**Exercises to complete**
**1.** In the music engraving post below, which publisher makes parts that fully match the score for some of the Haydn complete edition?
**2.** Shorten the paragraph of the music engraving post below that begins "But when you're producing an edition that's a collation", keeping its main facts.

**Selected excerpt**
>> Start
David Fenton provided some examples of engraving at http://www.dfenton.com/Editing/. One thing I noticed: the extreme tightness of spacing. In the day of when paper is relatively cheap: why are so many music engravings don't have much more open spacing in terms of layout?
 
Surely it can't cost that much more to add three to six pages to a title and allow more spacing to make it easier to read. You could argue I suppose these are critical editions and not meant to be performed from, but still, you imagine people would read these scores for some lengths of time, and eye strain would be a factor.
 

I know a lot of this is preferences of the publisher; and the engraver has no say in the matter, but I know in terms of regular typography for books, etc: things are much more readable with wide spaces, and opened margins etc.
 
But that's just me.
 
Thanks
 
Kim Patrick Clow
 
On 5/11/06, David W. Fenton <[EMAIL PROTECTED]> wrote:
On 11 May 2006 at 9:10, Johannes Gebauer wrote:

> On 11.05.2006 David W. Fenton wrote:
> > I would never bother to make such a distinction in an edition
> > intended for anyone other than myself. It's just not valuable
> > information, seems to me, except for someone evaluating the critical
> > edition, and in that case, the critical notes should suffice without
> > having to clutter the musical text with fussy distinctions that are
> > of virtually no use to anyone and badly interfere with legibility
> > (in my opinion).
>
> Henle uses this practice for some of the Haydn complete edition. Since
> they make parts which completely agree with the score (praise them for
> that, it makes my life so much easier) the several layers survive in
> the parts. These layers are also usually very appropriate to represent
> an ambiguous source situation. In many of Haydns works the autograph
> doesn't survive, and all we have are several manuscripts which don't
> always give the same text.

I'm not trying to argue with you, Johannes. I just think we are
aiming at different audiences for our editions.

If I were preparing an edition for *you* to perform from, I'd be
delighted to include all the distinctions that indicate editorial
interventions of whatever kind.

But there is one thing about this approach that bothers me, and that
is the idea that everything in multiple sources has to be represented
in the edition. If one is producing an edition from a single source,
that makes sense to me (in which case, there is no justification for
using both square and round brackets).

But when you're producing an edition that's a collation of multiple
sources, you have a different set of problems that involve resolving
the contraditions between different readings. One source could have
an internally consistent set of readings that differ from those of a
different source that is itself also internally consistent. If you
conflate those two into a third text, you're taking two distinct
internally consistent texts and constructing a text that can't
possibly be internally consistent.

By including all the information about what's editorial and what's
drawn from some but not all sources you're leaving the performer to
make choices one at a time, instead of as a whole.
>> End
**Excerpted records**
>> Start
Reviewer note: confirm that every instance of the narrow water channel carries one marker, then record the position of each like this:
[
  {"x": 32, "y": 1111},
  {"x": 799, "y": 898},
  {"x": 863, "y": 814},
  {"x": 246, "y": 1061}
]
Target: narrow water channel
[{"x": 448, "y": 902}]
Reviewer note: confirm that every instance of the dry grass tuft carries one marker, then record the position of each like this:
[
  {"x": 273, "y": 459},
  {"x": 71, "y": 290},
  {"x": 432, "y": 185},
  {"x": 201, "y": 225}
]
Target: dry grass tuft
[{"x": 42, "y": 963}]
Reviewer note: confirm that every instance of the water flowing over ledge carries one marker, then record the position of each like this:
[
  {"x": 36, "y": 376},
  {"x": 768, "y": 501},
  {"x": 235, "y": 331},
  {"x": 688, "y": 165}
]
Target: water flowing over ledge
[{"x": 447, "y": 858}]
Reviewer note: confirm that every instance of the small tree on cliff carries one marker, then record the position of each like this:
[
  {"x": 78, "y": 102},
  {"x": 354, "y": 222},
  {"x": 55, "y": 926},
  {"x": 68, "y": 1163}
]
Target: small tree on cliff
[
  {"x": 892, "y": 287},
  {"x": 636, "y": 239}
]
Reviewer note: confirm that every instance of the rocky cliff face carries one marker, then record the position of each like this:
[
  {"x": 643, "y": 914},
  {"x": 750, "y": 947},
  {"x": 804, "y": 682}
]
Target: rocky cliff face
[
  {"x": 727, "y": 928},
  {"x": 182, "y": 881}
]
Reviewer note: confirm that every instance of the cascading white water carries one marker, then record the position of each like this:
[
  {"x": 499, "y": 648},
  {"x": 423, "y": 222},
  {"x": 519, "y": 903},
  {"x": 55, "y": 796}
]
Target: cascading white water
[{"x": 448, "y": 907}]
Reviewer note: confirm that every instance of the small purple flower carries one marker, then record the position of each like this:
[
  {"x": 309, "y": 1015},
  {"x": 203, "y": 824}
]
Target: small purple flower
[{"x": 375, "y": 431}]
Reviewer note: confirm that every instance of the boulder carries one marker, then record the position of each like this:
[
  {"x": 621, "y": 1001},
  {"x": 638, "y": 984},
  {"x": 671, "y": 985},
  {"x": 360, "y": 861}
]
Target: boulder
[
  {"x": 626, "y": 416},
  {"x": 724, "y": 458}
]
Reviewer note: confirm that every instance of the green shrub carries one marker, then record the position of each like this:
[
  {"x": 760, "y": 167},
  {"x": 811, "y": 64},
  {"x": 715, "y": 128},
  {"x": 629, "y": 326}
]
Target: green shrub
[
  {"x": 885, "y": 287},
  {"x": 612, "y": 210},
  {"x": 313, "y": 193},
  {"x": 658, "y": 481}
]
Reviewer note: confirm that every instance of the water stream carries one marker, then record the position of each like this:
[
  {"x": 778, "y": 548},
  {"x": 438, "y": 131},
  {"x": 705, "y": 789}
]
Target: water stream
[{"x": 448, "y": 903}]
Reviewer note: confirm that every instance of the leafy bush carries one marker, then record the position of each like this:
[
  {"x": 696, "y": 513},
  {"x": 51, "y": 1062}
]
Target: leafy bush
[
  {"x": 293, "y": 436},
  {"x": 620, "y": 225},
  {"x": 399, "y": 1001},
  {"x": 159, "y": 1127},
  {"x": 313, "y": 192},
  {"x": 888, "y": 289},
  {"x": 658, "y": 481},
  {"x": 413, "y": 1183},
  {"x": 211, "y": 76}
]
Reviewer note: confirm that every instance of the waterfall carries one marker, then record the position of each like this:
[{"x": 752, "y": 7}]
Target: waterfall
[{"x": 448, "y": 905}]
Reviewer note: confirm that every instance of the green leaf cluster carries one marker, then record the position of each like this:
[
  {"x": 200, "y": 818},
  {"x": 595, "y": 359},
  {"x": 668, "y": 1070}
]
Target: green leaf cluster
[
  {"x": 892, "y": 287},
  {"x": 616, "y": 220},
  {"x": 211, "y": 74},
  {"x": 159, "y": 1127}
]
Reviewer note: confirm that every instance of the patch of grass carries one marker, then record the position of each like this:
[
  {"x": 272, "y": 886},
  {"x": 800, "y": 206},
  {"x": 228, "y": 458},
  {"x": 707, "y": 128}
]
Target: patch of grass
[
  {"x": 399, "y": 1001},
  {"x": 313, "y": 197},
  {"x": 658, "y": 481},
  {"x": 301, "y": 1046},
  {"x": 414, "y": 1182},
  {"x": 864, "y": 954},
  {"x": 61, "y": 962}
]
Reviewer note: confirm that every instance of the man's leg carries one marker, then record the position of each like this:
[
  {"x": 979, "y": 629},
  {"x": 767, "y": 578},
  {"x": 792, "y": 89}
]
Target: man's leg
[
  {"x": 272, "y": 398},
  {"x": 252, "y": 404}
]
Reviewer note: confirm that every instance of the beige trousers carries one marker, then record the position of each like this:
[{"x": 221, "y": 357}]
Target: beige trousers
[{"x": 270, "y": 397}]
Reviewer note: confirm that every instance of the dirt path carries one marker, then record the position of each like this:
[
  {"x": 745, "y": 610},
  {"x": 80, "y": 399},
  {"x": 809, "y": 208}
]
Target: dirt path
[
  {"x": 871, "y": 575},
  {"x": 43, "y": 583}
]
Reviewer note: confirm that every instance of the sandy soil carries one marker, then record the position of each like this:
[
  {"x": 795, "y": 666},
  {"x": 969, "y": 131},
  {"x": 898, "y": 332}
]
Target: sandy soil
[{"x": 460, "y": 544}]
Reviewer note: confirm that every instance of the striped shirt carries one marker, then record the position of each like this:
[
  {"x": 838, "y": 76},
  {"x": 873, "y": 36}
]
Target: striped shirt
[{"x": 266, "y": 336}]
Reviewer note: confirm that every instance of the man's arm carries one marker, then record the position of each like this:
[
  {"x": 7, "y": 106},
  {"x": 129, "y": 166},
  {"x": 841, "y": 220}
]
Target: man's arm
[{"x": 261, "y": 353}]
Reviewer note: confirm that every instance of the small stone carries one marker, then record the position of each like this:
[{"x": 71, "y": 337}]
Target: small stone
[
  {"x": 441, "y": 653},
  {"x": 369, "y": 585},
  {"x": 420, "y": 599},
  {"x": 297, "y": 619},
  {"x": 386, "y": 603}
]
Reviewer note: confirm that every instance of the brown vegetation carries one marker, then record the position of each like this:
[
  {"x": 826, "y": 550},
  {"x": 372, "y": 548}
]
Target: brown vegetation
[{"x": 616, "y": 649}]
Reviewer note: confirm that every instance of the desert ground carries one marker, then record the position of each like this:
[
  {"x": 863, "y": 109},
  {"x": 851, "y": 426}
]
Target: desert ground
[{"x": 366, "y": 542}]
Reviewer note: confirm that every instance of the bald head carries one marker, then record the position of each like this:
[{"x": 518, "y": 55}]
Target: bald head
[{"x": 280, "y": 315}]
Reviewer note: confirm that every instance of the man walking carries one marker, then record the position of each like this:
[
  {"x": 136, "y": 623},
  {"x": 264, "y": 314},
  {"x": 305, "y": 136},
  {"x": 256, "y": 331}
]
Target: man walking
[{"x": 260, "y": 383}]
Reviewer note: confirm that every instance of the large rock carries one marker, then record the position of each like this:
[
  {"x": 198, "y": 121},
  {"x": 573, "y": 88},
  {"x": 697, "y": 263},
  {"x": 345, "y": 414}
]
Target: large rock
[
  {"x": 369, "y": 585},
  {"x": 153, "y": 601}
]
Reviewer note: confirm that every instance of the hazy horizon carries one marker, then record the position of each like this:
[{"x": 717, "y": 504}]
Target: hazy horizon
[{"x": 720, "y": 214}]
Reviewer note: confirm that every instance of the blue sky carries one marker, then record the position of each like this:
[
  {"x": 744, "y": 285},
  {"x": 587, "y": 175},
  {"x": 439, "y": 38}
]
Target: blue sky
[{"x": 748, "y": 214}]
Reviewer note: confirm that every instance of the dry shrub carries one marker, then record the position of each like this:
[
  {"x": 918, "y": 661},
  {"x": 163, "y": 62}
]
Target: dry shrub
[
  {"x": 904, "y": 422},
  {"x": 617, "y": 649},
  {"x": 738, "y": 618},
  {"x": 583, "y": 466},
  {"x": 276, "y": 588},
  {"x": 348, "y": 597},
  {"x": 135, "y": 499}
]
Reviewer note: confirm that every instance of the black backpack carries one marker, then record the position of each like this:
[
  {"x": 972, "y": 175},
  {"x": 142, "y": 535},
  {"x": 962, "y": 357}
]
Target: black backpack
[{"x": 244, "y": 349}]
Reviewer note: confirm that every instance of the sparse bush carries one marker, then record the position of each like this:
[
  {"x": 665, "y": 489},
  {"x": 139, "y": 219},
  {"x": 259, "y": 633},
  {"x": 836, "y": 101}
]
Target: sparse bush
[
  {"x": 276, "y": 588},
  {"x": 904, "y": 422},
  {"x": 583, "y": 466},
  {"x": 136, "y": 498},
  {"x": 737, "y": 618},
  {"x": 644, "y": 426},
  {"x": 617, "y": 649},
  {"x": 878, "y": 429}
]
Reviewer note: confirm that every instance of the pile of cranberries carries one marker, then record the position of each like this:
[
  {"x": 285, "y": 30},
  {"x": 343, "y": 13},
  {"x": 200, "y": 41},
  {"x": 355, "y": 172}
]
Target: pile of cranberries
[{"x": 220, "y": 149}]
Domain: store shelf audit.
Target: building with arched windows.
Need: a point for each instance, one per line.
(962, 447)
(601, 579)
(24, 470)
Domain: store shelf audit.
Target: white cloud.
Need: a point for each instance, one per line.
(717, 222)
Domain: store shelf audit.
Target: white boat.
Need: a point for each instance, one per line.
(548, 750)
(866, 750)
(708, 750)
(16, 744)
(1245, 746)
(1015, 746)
>> End
**Task results**
**1.** Henle

**2.** Collating multiple sources means resolving contradictions between their readings. Two sources can each be internally consistent yet differ from one another. Conflating them into a third text produces one that can't possibly be internally consistent.